Your games will be created and saved in the games folder. Hey, why don't you create one now? Summoun a new folder, put it in the games folder, and name it whatever you like. How about Turnabout Awesome?

Now, in this folder, create a new NOTEPAD document, or, a text document in technical terms, and name it 'intro".

When you want to play games on PyWright, it looks for games stored in the games folder. The criteria for a folder to be considered a game? It must have a notepad doc named intro, the one you've just created. So PyWright is registering something called Turnabout Awesome and can play it. Of course, when you try to play Turnabout Awesome, all you get is a black screen, since you haven't actually done anything, but it's a start.

Next go to PyWright itself, and click updates. Here you can download anything you need for your game, backgrounds, sprites, music, anything. Go on, please yourself. Shop til you drop.

Now in this folder called Turnabout Awesome, you need to have three important folders. Copy and paste the following folders into Turnabout Awesome. They can be found in the main PyWright folder.

Provided data >>

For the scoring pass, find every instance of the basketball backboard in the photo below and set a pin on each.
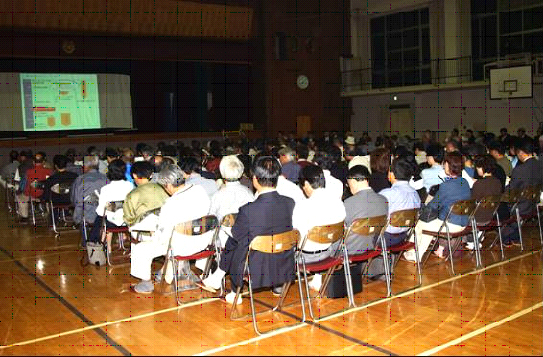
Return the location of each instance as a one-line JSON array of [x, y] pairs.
[[512, 82]]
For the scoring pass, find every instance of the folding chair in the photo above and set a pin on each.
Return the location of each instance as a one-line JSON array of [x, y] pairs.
[[406, 219], [372, 226], [331, 234], [194, 228], [59, 189], [120, 231], [269, 244], [460, 208], [490, 203]]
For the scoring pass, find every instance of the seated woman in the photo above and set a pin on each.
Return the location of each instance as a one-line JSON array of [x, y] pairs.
[[453, 189], [116, 190]]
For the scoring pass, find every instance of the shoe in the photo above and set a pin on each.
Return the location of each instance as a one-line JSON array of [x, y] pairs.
[[277, 290], [144, 287], [230, 298], [316, 282]]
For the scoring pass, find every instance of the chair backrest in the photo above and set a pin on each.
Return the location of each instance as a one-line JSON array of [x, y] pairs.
[[198, 226], [229, 220], [404, 219], [464, 207], [276, 243], [368, 226], [326, 234]]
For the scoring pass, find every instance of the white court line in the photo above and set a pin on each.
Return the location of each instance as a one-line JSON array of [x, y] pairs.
[[132, 318], [377, 302], [481, 330]]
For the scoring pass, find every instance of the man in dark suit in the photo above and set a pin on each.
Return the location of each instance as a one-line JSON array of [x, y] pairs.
[[269, 214], [526, 173]]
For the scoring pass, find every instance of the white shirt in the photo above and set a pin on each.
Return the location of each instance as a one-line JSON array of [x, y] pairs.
[[229, 199], [333, 185], [187, 204], [290, 189], [113, 192], [320, 209]]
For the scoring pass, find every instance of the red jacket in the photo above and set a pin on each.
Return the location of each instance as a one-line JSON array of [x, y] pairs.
[[36, 173]]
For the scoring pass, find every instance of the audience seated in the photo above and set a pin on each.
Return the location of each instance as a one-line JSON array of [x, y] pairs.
[[191, 167], [85, 191], [270, 213], [453, 189], [145, 197], [187, 202], [61, 176], [321, 208]]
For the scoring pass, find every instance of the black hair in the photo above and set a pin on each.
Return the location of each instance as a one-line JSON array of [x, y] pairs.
[[267, 169], [116, 170], [402, 169], [142, 169], [60, 161], [189, 165], [13, 155], [526, 145], [435, 151], [314, 176], [359, 173]]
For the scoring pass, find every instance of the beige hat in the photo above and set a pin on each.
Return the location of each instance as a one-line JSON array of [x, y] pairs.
[[350, 140], [360, 160]]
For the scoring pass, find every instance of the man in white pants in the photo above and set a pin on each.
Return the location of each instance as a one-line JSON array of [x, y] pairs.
[[187, 203]]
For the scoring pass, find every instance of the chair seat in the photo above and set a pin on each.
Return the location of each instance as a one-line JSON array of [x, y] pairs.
[[200, 255], [442, 234], [323, 264], [401, 247], [364, 256], [122, 229]]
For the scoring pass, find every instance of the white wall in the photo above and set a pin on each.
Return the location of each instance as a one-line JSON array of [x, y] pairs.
[[443, 110]]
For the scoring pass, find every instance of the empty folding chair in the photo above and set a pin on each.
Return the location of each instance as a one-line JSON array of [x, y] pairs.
[[459, 208], [196, 229], [330, 234], [372, 226], [269, 244]]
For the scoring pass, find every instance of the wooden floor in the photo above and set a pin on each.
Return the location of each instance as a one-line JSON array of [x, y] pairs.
[[50, 305]]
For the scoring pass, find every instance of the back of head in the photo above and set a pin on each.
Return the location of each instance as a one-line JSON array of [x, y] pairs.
[[189, 165], [116, 170], [170, 174], [403, 170], [314, 176], [142, 170], [60, 161], [231, 168], [267, 169]]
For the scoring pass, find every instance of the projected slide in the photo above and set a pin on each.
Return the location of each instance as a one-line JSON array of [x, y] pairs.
[[59, 101]]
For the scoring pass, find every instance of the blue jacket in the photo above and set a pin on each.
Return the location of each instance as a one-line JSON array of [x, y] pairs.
[[451, 191]]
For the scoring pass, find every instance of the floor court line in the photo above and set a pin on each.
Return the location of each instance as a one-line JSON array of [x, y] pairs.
[[481, 330], [377, 302]]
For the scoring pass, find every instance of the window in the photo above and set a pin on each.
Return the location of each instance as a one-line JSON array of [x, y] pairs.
[[400, 46], [502, 27]]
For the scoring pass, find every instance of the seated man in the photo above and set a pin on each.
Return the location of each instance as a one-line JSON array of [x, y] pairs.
[[61, 176], [321, 208], [191, 167], [84, 195], [232, 195], [34, 175], [145, 197], [186, 203], [270, 213], [363, 203]]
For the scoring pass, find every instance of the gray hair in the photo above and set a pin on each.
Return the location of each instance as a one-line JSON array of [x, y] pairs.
[[170, 174], [231, 168], [91, 161]]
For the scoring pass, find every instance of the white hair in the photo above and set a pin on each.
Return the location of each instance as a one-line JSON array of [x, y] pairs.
[[231, 168]]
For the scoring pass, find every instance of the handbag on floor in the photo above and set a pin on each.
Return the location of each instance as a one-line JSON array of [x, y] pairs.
[[96, 253]]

Task list >>
1: Condense the paragraph of the PyWright tutorial above that begins "When you want to play games on PyWright" into a short bulleted list that keeps its main facts.
2: Continue the PyWright tutorial from its final sentence, in the same instructional voice.

Task-by-task outputs >>
1:
- PyWright looks for games in the games folder.
- A folder counts as a game only if it contains a notepad document named intro.
- With that file in place, PyWright registers Turnabout Awesome and can play it.
- Playing it for now shows only a black screen, because nothing has been made yet.

2:
(NOTE: The downloaded stuff will go to the art and music folder in the main PyWright folder, not your folder in turnabout awesome. So in the future if you want to download anything else, copy and paste to the according folder in Turnabout Awesome.)

Now the stage is set. Open up your document named 'Intro' and copy the following code in.

What does it mean? I'll tell you later.

By the way, I'll assume you have downloaded the judge sprites. If you didn't the following code will not work.

bg judgestand

char judge e=normal


Include the quotation marks.

Done? Now save the document and open PyWright. Go to games. There's a option, Turnabout Awesome. Click on it.



That's right, my friend. You have created your first ever cutscene. Didn't think it was that easy, didn't you?

In fact, you probably half-know what the code means. See, it ain't rocket science.

bg means background. simply put, typing 'bg' followed by the name of your background image, will produce that background. How do you know the name of your background image? Go to your art folder, and go to bg. There's where all the backgrounds you downloaded are stored. Don't move them anywhere else, they need to be in your art folder for pywright to access them.

Now leave the bg folder, but stay in the art folder. There's another thing called port in your art folder. Go there, and you'll see a list of folders which names are ace attorney characters. This is where your sprites are stored.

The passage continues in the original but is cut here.